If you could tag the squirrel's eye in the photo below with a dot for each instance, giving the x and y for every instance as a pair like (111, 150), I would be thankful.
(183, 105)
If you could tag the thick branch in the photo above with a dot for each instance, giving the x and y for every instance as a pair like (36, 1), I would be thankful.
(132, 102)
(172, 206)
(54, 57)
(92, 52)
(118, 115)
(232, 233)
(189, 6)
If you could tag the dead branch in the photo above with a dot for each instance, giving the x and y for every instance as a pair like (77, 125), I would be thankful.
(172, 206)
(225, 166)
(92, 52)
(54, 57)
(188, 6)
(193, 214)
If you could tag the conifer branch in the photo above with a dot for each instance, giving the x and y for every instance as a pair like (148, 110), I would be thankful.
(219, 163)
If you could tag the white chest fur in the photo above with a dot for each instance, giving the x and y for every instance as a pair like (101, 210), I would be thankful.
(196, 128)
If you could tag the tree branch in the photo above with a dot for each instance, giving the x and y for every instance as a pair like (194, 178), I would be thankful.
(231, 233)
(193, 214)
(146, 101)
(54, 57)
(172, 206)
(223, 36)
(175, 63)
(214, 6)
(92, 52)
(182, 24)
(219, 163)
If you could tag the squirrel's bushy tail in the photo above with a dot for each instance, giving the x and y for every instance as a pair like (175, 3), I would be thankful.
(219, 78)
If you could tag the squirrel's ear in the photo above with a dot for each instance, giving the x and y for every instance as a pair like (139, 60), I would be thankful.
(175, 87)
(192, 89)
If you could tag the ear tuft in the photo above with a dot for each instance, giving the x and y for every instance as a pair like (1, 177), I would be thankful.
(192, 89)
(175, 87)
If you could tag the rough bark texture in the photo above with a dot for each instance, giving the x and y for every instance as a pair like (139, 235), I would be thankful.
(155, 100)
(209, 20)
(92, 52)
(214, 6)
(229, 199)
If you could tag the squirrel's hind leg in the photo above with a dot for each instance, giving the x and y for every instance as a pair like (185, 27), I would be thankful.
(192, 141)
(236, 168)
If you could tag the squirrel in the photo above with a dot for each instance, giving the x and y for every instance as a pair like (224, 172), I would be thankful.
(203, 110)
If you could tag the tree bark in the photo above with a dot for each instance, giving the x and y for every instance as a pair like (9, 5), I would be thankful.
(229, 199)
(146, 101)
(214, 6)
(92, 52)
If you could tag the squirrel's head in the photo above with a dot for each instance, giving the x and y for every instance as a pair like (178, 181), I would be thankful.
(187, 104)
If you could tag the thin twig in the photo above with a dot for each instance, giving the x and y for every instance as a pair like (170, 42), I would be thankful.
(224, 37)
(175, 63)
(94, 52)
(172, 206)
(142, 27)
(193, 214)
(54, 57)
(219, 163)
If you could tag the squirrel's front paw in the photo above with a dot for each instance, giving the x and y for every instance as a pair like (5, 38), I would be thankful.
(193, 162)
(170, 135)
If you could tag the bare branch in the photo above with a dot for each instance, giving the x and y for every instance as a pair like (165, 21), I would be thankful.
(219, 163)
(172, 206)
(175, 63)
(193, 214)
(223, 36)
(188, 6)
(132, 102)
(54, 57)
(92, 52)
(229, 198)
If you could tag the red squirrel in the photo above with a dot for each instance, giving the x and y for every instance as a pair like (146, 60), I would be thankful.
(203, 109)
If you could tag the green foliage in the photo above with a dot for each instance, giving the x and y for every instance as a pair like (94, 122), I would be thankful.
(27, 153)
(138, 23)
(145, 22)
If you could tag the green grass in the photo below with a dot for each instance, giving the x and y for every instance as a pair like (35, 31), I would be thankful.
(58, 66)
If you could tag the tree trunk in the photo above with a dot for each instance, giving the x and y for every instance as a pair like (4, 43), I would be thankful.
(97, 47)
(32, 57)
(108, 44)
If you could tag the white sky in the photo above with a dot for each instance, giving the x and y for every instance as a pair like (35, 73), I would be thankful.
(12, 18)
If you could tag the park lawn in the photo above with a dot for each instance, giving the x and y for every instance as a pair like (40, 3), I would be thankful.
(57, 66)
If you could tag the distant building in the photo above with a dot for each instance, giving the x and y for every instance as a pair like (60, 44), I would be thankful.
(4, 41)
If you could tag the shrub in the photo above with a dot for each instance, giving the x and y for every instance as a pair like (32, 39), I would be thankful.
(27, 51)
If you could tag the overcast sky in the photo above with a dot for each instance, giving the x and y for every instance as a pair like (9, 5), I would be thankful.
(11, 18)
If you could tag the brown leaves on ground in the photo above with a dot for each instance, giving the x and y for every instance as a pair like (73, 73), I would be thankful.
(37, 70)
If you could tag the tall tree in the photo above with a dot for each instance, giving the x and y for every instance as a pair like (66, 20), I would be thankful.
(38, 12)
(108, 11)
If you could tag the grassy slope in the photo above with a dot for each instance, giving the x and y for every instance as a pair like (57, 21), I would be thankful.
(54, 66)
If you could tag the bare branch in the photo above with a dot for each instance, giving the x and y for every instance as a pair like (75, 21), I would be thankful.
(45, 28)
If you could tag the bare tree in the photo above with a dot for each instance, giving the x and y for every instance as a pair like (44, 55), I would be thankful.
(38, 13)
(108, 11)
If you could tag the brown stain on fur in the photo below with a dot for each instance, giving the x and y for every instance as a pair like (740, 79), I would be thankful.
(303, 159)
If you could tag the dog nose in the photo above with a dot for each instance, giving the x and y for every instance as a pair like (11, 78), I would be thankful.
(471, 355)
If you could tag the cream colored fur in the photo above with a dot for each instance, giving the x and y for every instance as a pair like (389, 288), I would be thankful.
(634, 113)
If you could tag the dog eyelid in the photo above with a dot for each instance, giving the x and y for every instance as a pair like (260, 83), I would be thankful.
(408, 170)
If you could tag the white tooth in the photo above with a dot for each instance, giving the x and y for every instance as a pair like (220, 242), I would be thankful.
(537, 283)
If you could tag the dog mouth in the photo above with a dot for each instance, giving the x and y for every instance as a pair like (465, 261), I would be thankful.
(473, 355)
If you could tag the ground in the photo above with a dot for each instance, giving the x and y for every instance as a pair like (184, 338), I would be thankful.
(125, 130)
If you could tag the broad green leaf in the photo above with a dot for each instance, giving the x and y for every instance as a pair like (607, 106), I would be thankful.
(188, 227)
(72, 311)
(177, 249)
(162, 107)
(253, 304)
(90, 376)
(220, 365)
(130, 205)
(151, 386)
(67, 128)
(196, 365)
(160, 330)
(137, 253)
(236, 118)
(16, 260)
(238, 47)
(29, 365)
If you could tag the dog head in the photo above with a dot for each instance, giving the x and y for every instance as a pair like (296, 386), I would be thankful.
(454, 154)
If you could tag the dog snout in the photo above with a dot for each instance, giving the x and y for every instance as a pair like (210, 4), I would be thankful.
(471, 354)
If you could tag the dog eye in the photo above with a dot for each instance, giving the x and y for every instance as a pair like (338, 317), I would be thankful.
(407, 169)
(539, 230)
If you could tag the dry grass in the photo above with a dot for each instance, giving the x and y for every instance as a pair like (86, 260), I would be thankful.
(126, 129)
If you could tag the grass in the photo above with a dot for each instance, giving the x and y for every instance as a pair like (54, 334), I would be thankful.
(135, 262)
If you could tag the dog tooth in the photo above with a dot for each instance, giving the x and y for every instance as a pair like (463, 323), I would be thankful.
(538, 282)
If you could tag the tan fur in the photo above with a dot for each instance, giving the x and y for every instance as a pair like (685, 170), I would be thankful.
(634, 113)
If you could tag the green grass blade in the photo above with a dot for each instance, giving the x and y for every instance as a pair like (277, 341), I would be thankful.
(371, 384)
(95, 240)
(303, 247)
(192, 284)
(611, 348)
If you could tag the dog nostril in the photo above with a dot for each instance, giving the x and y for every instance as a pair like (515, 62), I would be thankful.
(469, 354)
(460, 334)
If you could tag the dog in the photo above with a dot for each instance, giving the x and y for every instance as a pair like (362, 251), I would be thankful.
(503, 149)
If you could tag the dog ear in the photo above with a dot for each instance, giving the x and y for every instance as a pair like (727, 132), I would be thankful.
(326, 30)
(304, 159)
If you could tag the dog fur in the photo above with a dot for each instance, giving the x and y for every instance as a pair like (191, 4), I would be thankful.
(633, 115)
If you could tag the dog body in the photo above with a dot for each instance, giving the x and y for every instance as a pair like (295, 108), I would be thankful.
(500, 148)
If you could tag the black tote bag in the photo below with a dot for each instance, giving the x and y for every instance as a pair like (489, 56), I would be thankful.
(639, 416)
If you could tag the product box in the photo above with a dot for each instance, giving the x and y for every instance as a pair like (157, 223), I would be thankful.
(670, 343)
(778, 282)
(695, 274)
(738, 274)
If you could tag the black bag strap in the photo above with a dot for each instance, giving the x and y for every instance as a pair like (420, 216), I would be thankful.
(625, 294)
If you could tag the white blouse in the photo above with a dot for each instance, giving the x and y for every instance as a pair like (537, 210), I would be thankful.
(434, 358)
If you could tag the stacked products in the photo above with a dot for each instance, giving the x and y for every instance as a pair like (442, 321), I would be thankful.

********

• [EXERCISE AIM]: Your task is to return, exactly and on their own, the lines from the one containing "If you could tag the dog body" through the last line of the listing.

• [FINAL ANSWER]:
If you could tag the dog body in the photo above with a dot for each instance, giving the x and y for every instance as a pair like (295, 108), I would be thankful.
(500, 148)
If you could tag the black tote bag in the photo below with a dot for each instance, giving the x and y for every instance as a pair like (489, 56), I would be thankful.
(639, 416)
If you could tag the product box in the photo above with a dot for each instance, giving the x and y for every instance as a pair like (157, 223), I would be thankful.
(670, 343)
(778, 282)
(695, 274)
(738, 274)
If you could tag the black bag strap in the photo above with a dot for each instance, giving the x and y for every instance as a pair like (420, 216), I would be thankful.
(625, 294)
If you could tag the white blouse in the photo above with a dot for each instance, giving the x and y for every instance as a pair like (537, 210), I would be thankful.
(434, 358)
If you could tag the stacked products in the photo above with a dot for each instance, giving the x and y for every instance as a pair like (442, 321), I would be thankful.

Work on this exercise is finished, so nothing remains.